- _Questions to answer_
[A] Rewrite the paragraph of the interview about GX Accounts that begins "We drive value to clients" as a short bulleted list that keeps its main facts.
[B] Carry on the interview about GX Accounts from the end of its final paragraph.

- _Document segment_
With advances in technology and increasing expectations of customers, the role of the accountant is evolving. Accounting firms are realising the importance of shifting from a transactional, compliance-based role, into advisory. Modern accountants are aware that they should be focusing their time on providing insights and value for their clients, meaning they must always be looking for new and innovative ways to reduce their time spent on compliance tasks. Technology is the key to this, according to Glenn Redler, founder of GX Accountancy & Bookkeeping Services.
GX Accounts provides forward-thinking accountancy, bookkeeping and tax services for small and growing businesses. Glenn Redler founded GX Accounts in 2016, and has since grown it to a team of 4, working with over 250 clients in the UK, ranging from sole traders, to limited companies, to not-for-profits. We spoke to Glenn about his journey as an accountant and how he differentiates his firm from the pack using cloud tools and a personable approach.
What differentiates GX Accounts from the competition?
Our service separates us from our competitors. We don't actually compete on price; we compete on value. With cloud-based packages we can advise our clients and help them make their decisions virtually. Quality service is priority. During COVID, we haven’t shoved marketing emails down people’s throats; we phoned our customers up and asked them if they were doing OK.
Technology allows us to provide that service that little bit easier. We do still have clients that give us paper as there is still a generational gap. Older clients don't tend to like to deal with technology. And we’re very honest about what we offer. If a potential client is not willing to adapt to fit with us, we won’t force it - we will recommend them on to someone else.
How do you provide value to your clients?
We drive value to clients through contact and connection. New clients often tell us that their old accountant would only speak to them three times a year. Those communications were usually generic or asking for a bill to be paid. For us, it's about a personal and hands-on approach. Technology allows us to do this easier. I see it helping us in two ways. 1: tools that reduce paperwork and admin processes help us free up time so we can spend more time adding value; and 2: technology is a great marketing tool.
How do you use technology as a marketing tool?
I show my customers first-hand how I can improve their processes. For example, I saw the potential in ReceiptBank about 2 months after we launched, and immediately signed up. I could see it was a complete game-changer and it was going to differentiate me from everyone else. At networking events I speak to potential customers who tell me about their processes and that their bookkeeper or accountant is asking them to enter details into spreadsheets. I can take out my mobile phone and show them how we can completely eliminate paper using the app.

- _Data section_
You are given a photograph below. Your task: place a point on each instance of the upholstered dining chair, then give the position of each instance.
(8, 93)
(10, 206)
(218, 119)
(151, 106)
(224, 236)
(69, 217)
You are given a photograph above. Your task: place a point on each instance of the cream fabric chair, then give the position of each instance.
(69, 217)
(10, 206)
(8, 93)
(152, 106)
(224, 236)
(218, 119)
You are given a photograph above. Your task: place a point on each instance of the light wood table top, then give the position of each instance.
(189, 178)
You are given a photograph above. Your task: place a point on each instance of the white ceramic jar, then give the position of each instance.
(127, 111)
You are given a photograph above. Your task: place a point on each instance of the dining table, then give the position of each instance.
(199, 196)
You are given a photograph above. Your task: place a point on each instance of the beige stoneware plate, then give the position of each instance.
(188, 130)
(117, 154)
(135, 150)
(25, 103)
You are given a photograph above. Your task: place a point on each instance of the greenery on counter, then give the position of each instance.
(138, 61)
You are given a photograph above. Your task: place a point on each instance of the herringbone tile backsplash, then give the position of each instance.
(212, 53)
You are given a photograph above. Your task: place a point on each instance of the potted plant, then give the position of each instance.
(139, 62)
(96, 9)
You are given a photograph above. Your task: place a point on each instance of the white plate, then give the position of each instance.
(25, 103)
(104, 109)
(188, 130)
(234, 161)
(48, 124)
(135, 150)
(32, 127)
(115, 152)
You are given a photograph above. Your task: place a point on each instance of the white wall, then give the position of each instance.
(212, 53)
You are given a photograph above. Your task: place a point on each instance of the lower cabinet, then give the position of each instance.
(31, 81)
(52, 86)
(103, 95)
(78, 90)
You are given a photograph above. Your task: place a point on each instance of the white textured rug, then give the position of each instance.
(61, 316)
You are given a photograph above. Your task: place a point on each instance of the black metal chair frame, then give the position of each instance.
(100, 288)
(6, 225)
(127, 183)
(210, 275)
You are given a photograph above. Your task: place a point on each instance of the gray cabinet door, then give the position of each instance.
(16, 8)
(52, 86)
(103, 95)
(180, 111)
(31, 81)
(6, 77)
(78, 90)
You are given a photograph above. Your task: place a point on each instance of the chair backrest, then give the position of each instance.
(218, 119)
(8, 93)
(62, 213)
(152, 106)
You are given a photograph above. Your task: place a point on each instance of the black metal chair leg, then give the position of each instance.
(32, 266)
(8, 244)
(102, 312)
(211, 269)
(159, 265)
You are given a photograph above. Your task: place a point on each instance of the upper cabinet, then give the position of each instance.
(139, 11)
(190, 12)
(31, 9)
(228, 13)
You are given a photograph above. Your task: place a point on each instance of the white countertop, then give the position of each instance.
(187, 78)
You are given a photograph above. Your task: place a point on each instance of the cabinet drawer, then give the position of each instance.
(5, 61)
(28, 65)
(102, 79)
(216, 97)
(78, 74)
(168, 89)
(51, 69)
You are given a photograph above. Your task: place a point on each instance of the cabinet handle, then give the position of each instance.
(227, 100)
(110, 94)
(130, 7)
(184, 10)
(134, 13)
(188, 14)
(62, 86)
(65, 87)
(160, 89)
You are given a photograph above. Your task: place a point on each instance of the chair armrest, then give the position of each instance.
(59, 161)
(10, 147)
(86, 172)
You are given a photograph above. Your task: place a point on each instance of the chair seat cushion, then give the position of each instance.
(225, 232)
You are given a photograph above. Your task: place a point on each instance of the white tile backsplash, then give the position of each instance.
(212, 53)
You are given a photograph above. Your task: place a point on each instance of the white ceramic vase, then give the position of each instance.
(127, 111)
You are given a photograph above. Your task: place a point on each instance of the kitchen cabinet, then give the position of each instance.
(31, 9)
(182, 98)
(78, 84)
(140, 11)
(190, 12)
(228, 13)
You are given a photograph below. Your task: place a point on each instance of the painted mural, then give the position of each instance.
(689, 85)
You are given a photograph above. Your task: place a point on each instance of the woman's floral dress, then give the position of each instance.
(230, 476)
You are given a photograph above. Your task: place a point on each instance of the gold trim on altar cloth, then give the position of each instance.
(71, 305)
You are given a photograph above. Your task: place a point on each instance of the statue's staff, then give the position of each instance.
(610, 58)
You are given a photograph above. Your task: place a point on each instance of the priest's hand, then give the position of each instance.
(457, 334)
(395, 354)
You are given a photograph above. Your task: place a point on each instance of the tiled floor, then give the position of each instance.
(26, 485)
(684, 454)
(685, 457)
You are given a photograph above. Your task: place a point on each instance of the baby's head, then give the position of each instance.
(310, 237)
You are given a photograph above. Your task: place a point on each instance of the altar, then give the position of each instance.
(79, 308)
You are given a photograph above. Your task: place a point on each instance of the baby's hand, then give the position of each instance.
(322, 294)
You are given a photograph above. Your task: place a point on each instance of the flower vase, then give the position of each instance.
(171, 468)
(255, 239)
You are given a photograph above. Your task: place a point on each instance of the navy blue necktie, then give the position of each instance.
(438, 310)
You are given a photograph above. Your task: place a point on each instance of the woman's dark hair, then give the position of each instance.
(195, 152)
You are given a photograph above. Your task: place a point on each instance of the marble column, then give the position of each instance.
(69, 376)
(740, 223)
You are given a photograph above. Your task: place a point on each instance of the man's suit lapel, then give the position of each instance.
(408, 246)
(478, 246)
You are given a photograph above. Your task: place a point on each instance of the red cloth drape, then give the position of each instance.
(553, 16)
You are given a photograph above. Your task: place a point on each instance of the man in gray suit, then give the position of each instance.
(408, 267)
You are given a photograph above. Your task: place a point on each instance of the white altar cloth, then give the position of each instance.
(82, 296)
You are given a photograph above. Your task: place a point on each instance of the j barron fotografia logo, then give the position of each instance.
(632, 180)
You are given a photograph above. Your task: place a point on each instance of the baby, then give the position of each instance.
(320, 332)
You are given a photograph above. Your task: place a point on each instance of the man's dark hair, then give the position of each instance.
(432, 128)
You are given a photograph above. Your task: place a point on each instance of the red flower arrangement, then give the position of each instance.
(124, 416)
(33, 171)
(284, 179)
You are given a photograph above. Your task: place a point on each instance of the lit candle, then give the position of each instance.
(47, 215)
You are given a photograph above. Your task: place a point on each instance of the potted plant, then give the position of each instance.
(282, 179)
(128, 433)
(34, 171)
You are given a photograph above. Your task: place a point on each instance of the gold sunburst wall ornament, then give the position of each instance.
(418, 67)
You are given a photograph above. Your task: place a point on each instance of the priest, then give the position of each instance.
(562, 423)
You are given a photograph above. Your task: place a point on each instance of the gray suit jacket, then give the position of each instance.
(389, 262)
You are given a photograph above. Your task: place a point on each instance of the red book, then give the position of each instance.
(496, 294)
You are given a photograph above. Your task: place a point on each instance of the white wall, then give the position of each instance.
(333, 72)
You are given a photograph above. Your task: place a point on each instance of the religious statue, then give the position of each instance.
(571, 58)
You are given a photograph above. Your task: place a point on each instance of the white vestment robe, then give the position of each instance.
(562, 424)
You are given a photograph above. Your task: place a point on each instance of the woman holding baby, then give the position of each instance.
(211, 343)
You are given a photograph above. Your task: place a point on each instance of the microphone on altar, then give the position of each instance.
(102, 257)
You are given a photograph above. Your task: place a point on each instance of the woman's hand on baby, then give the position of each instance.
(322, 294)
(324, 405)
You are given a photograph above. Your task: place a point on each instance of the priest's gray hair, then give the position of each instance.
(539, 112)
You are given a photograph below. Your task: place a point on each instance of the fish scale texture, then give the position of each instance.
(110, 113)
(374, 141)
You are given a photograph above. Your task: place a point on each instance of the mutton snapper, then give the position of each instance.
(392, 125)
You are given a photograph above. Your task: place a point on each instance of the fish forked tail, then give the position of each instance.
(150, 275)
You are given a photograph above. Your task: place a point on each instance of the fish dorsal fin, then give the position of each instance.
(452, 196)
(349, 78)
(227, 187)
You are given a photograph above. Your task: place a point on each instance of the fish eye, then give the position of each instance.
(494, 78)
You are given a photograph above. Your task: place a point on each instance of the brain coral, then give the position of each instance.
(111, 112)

- _Answers to the exercises_
[A]
- GX Accounts delivers value to clients through contact and connection.
- New clients often report that their previous accountant spoke to them only three times a year, usually generically or to ask for a bill to be paid.
- GX Accounts instead takes a personal, hands-on approach, which technology makes easier.
- Technology helps in two ways:
  1. Tools that cut paperwork and admin free up time for adding value.
  2. Technology serves as a strong marketing tool.

[B]
Technology plays a really crucial part in what we do. Staying ahead of the game is sometimes the biggest challenge. We wouldn't be where we are without being able to use technology to drive the business forward, and to save us time to be able to spend more time on marketing and growing the business.
What do you find most challenging with payroll?
Payroll is a crucial part of the work we do for our clients. You have to put a lot of care and effort into payroll, so it doesn’t take a lot for it to go from half an hours’ work, to all of a sudden 3 hours. The most difficult part of normal payroll is calculating holiday pay, variable rates etc., especially with starters and leavers. Throw into the mix the work relating to auto-enrolment pensions and ongoing changes to legislation, especially lately with the furlough scheme. Anyone working within payroll deserves a medal after the efforts of the last few months!
We mainly process payroll for directors. The most frustrating thing about director payroll is repeating the same tasks every month despite the payroll often being the same.
How could you make director payroll easier?
Ultimately, if a software did it all automatically including automatic submissions during the course of a year, that would make it easier. The issue there for me, is there still would need to be the ability to review and control the automation. Automation is the key in terms of making life easy; but there would still need to be the ability to check, stop, or review it to ensure payroll is accurate.